* **What is needed**: Reproduce the closing part of the entries exactly: the line with "I'm looking for the bush." and all lines after it, ending with the last line, and nothing else.

* **Listed records**:
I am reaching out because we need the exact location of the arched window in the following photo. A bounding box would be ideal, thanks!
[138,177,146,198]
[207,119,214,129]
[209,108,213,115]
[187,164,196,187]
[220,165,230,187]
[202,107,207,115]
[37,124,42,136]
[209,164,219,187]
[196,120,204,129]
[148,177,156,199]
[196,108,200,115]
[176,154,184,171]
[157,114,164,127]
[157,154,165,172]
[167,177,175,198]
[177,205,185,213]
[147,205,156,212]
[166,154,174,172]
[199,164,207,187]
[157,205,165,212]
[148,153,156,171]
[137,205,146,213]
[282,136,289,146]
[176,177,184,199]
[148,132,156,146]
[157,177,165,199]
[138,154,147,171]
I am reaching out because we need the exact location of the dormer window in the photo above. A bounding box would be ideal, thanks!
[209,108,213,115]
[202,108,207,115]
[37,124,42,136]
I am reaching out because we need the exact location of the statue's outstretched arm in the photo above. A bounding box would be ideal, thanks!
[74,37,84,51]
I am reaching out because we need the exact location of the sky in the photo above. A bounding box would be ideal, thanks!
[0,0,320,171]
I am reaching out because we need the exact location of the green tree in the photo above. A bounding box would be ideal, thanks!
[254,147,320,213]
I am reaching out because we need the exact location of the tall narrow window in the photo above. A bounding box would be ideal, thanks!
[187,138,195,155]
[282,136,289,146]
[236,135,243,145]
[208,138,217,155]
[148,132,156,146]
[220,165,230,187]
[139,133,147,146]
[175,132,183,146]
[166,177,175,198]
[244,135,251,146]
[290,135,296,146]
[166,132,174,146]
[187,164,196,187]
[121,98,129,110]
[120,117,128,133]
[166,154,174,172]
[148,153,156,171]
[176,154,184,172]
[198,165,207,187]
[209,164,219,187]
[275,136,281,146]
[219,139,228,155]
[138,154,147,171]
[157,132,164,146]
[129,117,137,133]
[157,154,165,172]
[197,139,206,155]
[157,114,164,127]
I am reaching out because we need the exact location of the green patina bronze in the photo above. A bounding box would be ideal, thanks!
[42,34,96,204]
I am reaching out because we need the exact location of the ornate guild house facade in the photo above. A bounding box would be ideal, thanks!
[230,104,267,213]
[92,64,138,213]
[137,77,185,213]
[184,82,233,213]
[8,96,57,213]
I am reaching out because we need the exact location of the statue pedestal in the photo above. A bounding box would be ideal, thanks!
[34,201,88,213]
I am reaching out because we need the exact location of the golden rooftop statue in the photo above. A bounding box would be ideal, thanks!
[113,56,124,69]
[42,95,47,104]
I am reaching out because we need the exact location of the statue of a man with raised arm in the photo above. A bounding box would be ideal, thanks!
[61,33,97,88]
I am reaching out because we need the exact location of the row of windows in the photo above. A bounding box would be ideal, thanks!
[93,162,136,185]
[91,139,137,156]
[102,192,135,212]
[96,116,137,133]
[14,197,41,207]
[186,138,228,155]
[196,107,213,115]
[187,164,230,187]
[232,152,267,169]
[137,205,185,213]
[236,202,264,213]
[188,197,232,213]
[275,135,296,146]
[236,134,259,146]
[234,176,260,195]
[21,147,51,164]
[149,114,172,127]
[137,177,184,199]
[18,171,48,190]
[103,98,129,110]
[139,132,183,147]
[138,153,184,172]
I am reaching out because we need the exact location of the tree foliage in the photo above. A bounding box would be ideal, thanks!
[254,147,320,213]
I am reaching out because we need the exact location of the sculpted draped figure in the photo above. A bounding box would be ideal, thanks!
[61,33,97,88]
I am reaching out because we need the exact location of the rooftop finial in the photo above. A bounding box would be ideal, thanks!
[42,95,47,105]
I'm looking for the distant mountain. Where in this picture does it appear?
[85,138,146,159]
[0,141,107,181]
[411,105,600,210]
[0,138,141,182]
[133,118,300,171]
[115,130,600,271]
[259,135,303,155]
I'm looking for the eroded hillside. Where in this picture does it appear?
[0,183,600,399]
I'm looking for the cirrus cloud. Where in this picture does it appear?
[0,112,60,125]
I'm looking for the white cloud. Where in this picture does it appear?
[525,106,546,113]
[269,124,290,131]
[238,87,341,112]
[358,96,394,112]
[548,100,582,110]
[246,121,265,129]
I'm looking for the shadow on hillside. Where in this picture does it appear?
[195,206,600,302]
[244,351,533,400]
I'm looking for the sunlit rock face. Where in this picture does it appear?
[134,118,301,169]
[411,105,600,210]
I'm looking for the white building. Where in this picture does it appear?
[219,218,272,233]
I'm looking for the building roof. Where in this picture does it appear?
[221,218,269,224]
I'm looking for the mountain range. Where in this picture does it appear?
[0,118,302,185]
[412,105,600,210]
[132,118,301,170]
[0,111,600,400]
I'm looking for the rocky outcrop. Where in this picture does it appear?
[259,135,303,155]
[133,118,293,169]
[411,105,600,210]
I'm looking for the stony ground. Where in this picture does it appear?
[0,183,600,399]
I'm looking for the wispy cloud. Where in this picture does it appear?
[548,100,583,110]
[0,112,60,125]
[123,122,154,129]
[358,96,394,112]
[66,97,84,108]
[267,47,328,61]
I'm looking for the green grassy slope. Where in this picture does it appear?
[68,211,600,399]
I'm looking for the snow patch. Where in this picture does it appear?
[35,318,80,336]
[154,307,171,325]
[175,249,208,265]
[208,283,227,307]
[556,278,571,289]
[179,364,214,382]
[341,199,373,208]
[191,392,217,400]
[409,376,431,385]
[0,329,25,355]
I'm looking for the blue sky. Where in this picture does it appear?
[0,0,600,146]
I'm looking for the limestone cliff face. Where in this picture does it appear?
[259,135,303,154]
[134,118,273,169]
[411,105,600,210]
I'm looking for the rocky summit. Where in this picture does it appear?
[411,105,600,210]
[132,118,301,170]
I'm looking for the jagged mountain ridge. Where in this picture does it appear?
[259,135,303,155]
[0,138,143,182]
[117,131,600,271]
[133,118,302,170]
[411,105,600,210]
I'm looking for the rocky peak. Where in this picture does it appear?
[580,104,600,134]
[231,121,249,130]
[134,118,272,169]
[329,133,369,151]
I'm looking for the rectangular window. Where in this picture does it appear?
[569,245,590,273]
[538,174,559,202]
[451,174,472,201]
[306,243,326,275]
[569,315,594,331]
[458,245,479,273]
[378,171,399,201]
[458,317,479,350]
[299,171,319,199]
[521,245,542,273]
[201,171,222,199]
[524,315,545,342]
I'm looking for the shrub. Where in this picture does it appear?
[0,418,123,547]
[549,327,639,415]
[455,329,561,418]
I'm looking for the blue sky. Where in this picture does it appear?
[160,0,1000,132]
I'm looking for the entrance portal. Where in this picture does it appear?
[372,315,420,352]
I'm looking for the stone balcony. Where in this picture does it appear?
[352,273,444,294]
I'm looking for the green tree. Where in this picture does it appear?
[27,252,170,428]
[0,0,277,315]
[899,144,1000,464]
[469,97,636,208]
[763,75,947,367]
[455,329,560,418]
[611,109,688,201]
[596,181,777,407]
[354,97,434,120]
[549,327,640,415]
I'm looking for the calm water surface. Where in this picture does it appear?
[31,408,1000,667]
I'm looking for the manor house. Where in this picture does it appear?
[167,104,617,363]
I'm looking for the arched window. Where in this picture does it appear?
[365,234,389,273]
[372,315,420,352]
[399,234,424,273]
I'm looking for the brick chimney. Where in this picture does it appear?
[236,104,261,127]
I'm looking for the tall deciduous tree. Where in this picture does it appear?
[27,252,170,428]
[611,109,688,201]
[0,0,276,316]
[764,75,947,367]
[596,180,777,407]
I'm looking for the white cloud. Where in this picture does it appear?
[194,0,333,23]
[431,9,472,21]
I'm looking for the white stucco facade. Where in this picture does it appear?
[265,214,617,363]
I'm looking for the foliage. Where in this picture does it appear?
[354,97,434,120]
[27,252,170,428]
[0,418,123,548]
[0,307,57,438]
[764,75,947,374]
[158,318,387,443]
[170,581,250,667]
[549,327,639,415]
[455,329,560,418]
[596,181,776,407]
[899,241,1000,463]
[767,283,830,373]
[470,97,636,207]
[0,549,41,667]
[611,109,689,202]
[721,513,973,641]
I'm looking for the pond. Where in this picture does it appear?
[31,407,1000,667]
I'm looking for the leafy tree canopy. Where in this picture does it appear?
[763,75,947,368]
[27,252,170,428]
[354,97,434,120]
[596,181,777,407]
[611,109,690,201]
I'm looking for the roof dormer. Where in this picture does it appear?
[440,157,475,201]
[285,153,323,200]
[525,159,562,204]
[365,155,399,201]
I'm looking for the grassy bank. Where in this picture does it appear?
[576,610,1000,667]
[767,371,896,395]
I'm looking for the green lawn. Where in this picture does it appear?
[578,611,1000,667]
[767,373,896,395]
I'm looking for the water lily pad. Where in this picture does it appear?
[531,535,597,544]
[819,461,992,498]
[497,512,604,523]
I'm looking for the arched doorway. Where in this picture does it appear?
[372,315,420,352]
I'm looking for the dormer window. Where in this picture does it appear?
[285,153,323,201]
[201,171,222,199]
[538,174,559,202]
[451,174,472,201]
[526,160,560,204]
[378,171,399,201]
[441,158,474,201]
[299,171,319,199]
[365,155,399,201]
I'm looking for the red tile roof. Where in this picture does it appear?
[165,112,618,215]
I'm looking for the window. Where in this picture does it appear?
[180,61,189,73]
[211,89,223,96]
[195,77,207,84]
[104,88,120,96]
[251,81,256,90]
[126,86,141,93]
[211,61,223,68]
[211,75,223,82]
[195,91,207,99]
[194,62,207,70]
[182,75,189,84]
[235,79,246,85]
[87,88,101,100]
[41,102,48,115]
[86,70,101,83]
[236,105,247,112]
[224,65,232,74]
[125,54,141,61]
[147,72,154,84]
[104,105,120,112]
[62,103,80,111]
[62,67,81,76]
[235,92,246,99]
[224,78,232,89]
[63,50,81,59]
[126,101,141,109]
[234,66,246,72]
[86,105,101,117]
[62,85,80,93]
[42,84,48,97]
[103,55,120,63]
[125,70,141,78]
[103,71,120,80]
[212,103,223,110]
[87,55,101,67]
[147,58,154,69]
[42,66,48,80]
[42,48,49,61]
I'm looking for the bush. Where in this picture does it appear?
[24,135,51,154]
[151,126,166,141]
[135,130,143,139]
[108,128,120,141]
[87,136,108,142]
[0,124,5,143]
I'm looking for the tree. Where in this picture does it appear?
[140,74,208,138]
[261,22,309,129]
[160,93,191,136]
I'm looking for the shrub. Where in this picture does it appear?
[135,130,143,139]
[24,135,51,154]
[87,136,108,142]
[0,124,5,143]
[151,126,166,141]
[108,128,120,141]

* **Written answer**:
I'm looking for the bush. Where in this picture does it appear?
[24,135,51,154]
[151,126,166,141]
[135,130,143,139]
[108,128,120,141]
[87,136,108,142]
[0,124,5,143]
I'm looking for the tree. Where in this picture does it appear?
[140,74,208,138]
[261,22,309,129]
[160,93,191,136]
I'm looking for the shrub. Where in this picture does it appear?
[135,130,143,139]
[24,135,51,154]
[87,136,108,142]
[0,124,5,143]
[151,126,166,141]
[108,128,120,141]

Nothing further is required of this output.